▶ Stored data entries
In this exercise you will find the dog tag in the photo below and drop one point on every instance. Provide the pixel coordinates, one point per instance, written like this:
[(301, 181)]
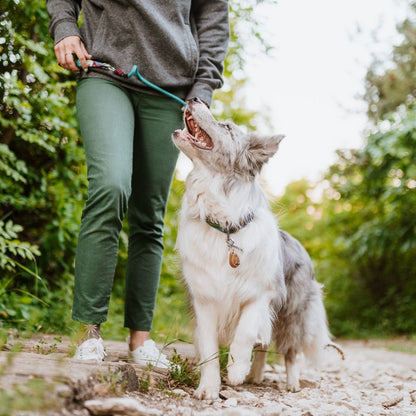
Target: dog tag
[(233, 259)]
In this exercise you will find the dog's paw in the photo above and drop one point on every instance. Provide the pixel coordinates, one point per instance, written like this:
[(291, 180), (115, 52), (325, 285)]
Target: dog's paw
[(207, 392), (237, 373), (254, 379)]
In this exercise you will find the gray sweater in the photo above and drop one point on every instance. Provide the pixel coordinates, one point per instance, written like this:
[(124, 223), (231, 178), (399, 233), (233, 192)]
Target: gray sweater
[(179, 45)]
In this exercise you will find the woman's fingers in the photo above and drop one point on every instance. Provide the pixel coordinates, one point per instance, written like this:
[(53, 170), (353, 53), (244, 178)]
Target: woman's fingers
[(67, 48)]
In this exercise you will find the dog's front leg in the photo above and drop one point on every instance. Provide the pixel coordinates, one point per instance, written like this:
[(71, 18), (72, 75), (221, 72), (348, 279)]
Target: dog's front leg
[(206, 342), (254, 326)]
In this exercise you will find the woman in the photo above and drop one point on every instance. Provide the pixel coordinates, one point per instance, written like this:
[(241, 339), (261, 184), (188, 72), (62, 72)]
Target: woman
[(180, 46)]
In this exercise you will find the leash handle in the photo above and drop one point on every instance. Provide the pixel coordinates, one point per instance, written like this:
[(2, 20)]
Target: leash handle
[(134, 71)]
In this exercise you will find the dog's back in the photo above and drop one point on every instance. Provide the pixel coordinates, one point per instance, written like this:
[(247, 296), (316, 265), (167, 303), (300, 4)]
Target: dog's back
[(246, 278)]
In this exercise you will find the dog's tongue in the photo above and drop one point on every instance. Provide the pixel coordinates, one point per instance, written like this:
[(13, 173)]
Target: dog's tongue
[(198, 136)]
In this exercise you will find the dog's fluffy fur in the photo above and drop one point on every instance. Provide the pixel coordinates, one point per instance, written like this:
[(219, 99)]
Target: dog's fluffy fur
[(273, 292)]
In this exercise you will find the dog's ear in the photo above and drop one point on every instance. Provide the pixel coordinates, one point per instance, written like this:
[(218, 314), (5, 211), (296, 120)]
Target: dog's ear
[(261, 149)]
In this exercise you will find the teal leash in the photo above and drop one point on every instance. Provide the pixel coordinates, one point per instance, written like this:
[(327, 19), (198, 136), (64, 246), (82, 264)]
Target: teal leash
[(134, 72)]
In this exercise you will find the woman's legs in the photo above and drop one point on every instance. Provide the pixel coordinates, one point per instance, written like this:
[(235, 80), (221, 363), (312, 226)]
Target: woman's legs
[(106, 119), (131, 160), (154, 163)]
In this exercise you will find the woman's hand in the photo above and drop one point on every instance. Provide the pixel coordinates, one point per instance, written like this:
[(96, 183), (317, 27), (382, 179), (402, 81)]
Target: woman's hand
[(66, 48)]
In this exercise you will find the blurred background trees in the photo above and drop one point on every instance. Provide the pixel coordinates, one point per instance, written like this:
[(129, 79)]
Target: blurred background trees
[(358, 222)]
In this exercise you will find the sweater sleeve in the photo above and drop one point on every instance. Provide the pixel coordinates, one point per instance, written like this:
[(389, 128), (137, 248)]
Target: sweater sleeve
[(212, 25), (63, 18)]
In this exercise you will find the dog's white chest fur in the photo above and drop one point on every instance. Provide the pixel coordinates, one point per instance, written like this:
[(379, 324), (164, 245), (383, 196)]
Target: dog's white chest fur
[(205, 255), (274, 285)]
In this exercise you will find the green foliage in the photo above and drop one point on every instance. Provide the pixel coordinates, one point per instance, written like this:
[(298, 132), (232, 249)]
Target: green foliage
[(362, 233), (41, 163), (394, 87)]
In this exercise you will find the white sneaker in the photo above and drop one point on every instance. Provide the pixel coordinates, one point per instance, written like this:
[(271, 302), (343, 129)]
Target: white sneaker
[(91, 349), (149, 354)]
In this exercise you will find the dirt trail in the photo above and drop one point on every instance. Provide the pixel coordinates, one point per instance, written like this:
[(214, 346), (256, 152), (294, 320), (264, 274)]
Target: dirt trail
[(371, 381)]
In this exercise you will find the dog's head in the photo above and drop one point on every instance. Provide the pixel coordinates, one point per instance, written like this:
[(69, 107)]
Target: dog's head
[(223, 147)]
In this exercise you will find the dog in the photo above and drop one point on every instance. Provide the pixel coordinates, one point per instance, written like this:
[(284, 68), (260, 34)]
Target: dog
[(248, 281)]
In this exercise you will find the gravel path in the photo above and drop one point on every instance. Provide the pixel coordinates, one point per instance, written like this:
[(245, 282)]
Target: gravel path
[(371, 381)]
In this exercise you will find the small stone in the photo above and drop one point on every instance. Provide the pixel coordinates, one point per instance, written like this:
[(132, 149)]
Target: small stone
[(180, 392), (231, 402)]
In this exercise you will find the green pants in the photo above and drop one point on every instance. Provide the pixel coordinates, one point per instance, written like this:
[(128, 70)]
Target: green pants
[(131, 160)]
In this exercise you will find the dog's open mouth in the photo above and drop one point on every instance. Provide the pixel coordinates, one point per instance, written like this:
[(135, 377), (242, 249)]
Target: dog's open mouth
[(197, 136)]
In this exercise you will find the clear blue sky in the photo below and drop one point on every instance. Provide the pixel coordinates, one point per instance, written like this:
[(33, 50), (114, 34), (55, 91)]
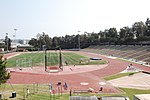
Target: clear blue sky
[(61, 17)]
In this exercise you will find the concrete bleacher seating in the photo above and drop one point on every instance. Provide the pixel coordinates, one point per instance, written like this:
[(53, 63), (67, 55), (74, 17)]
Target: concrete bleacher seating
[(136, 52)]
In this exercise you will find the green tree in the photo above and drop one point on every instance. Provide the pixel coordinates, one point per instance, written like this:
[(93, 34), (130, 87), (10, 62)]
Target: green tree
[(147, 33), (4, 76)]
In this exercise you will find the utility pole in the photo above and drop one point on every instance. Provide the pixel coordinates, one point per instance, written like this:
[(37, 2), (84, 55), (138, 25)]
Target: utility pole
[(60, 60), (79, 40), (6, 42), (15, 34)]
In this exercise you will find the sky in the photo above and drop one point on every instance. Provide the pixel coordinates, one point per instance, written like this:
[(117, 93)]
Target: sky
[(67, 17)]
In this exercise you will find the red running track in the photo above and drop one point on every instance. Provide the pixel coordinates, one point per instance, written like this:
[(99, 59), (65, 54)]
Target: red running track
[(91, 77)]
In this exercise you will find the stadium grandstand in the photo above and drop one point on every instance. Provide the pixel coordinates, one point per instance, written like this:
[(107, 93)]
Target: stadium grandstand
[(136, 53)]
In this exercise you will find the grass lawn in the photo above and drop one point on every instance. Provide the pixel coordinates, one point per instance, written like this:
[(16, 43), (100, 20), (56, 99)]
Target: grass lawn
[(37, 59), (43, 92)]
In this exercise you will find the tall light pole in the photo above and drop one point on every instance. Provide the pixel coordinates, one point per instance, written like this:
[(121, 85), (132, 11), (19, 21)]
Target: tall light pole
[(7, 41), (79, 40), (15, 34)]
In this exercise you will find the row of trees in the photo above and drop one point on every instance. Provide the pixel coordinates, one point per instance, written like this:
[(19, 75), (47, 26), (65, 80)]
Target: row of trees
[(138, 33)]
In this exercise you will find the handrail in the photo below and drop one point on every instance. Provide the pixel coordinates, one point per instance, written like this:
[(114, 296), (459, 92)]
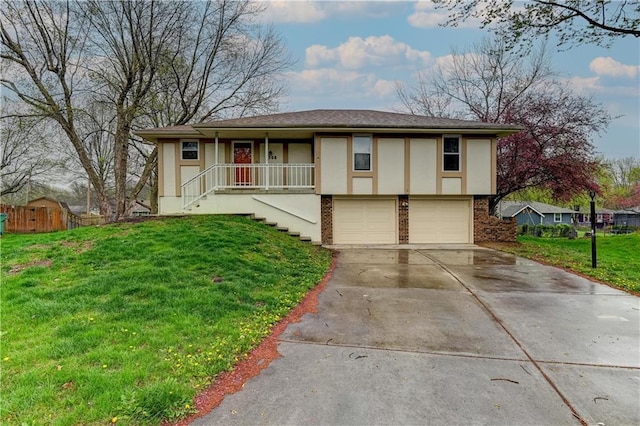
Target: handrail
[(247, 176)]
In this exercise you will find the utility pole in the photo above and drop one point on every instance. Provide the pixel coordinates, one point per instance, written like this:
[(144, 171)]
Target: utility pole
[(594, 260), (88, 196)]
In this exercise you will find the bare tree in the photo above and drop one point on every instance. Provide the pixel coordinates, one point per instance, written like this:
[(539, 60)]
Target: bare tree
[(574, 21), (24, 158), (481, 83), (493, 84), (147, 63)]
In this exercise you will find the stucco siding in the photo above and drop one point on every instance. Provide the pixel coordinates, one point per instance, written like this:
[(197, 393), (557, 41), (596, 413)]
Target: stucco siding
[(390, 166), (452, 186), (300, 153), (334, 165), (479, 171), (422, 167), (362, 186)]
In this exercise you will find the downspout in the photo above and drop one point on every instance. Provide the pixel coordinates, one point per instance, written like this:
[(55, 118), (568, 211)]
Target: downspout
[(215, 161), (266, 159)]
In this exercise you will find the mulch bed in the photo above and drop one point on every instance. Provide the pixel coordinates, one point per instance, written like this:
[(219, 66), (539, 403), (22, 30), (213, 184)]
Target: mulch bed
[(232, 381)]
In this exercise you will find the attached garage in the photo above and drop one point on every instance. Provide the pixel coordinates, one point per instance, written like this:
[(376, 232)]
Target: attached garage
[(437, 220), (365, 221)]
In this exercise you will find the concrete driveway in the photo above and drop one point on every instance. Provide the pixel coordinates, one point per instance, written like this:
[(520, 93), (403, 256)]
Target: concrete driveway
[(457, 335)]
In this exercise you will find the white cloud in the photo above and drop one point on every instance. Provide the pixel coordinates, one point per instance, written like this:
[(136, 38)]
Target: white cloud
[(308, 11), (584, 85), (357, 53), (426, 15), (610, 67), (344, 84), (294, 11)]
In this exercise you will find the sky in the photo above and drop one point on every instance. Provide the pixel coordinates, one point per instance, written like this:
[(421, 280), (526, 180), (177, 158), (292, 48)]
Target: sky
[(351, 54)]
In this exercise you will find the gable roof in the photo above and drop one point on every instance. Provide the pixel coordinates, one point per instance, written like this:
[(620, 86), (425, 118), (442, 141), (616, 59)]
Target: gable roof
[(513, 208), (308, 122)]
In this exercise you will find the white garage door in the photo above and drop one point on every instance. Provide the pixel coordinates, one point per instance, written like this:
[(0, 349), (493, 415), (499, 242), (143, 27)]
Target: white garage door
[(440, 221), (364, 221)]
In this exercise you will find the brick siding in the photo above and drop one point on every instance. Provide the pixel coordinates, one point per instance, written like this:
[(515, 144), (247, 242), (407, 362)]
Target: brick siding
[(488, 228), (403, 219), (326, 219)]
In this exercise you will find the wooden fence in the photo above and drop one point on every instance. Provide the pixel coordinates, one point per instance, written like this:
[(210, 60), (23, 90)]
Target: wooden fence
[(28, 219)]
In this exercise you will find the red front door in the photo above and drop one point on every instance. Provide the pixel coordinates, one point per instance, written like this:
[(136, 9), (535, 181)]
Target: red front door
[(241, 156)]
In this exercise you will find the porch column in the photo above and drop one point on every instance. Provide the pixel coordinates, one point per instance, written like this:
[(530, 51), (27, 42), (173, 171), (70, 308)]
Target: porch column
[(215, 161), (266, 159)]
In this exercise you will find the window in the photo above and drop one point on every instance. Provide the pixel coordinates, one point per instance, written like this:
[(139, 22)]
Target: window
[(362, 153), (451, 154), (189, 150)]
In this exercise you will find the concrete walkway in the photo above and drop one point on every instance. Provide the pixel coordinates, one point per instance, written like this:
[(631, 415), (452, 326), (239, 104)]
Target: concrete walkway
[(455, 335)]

▶ AIM OF THE TASK
Render the listing as a Markdown table with the columns "Row" and "Line", one numbered row per line and no blank lines. Begin at the first line of the listing, stop after the line containing "[(198, 136)]", and leave the pictures out.

▶ THE COMPLETED TASK
| Row | Line |
|---|---|
| 1 | In this exercise you will find the dog tag in the photo below and drop one point on every instance. Provide the pixel coordinates, one point per instance, written like this: |
| 2 | [(301, 181)] |
| 3 | Target: dog tag |
| 4 | [(233, 259)] |
| 5 | In this exercise you will find the dog's paw in the photo above and drop one point on every instance. Provide the pixel coordinates, one point per instance, written like this: |
| 6 | [(291, 180), (115, 52), (325, 285)] |
| 7 | Target: dog's paw |
| 8 | [(207, 392), (237, 373), (254, 379)] |
| 9 | In this exercise you will find the gray sweater in the photo above and drop one point on every instance. Provide the pixel coordinates, one point per instance, written like this: |
| 10 | [(124, 223), (231, 178), (399, 233), (233, 192)] |
| 11 | Target: gray sweater |
| 12 | [(179, 45)] |
| 13 | In this exercise you will find the woman's fingers in the photo above and drop one point on every instance. Provide the pixel coordinates, one point per instance, written like this: |
| 14 | [(53, 170), (353, 53), (244, 178)] |
| 15 | Target: woman's fingers |
| 16 | [(67, 48)] |
| 17 | In this exercise you will find the dog's front leg in the photo above and drop one point on every instance. Provide the pixel coordinates, one point per instance, written like this: |
| 18 | [(71, 18), (72, 75), (221, 72), (348, 279)] |
| 19 | Target: dog's front leg |
| 20 | [(206, 342), (254, 326)] |
| 21 | In this exercise you will find the woman in the photo above and drop one point on every instance. Provide the pixel coordinates, one point per instance, written like this: |
| 22 | [(241, 339), (261, 184), (188, 72), (62, 72)] |
| 23 | Target: woman |
| 24 | [(180, 46)] |
| 25 | In this exercise you will find the leash handle in the photo above and drop one point on every instance. Provide the pixel coordinates, one point per instance, written like this: |
| 26 | [(2, 20)] |
| 27 | Target: leash handle |
| 28 | [(134, 71)] |
| 29 | In this exercise you will find the dog's back in the photo above and drop one point on every instance. Provide the pixel coordinates, one point per instance, written like this: |
| 30 | [(247, 296), (316, 265), (167, 303), (300, 4)] |
| 31 | Target: dog's back |
| 32 | [(246, 278)] |
| 33 | In this exercise you will find the dog's tongue in the photo above and drop one point on every instance. Provide the pixel coordinates, one point per instance, written like this: |
| 34 | [(13, 173)] |
| 35 | Target: dog's tongue |
| 36 | [(198, 136)] |